──────── LESETEXT ────────

Wer sich heute noch Tierpsychologe nennt, betreibt keine Forschung, sondern behandelt verhaltensauffällige Haustiere - zum Beispiel die Katze, die Besucher attackiert, oder den Hund, der nicht allein bleiben will. Geschützt ist der Titel nicht; oft bezeichnen sich Tierheilpraktiker oder Trainer in Hundeschulen als Tierpsychologen.

Vermenschlichung des Tieres?

────────

ZIEL 1: Kannst du im Text über Tierpsychologen den Absatz, der mit „Wer sich heute noch Tierpsychologe nennt“ beginnt, in kürzerer Form wiedergeben und dabei seine wesentlichen Fakten erhalten?
ZIEL 2:
Beantworte diese Fragen zum Text über Tierpsychologen:
(a) Was betreibt jemand, der sich heute noch Tierpsychologe nennt, laut Text nicht?
(b) Ist der Titel „Tierpsychologe“ geschützt?
(c) Wer bezeichnet sich oft als Tierpsychologe?
ZIEL 3: Wie geht der Text über Tierpsychologen nach der Zwischenüberschrift „Vermenschlichung des Tieres?“ weiter? Schreib ihn von dort aus fort.

──────── BEREITGESTELLTE EINTRÄGE ────────

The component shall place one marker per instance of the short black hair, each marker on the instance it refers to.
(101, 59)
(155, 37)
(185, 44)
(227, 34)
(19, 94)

────────

ANTWORT 1: Heutige Tierpsychologen forschen nicht, sondern behandeln verhaltensauffällige Haustiere, etwa eine Katze, die Besucher angreift, oder einen Hund, der nicht allein bleiben will. Der Titel ist nicht geschützt. Häufig nennen sich Tierheilpraktiker oder Trainer in Hundeschulen so.

ANTWORT 2:
(a) Forschung.
(b) Nein, der Titel ist nicht geschützt.
(c) Tierheilpraktiker oder Trainer in Hundeschulen.

ANTWORT 3:
Sowohl Humanpsychologen als auch Ethologen kritisieren den Begriff Tierpsychologie: Im Gegensatz zum Menschen könne man bei Tieren nur das Verhalten beobachten, nicht das Erleben und das Bewusstsein, beides ebenfalls Teile der Seele. Konrad Lorenz weist bereits 1951 auf diese Schwierigkeit hin: "Gewiss ist die Vermenschlichung des Tieres, die auch dem Wissenschaftler gelegentlich unwissentlich unterläuft, eine der größten Fehlerquellen der Tierpsychologie. Es kommt ja eben darauf an, das Verhalten des Tieres und seine Gesetzlichkeiten zu erforschen, ohne in irgendeiner Weise vermenschlichende Aussagen über das Erleben des Tieres zu machen." Die Graugans Martina hielt sich nicht an diese Maxime, sie behandelte den Menschen Lorenz für den Rest ihres Gänselebens wie eine Mutter.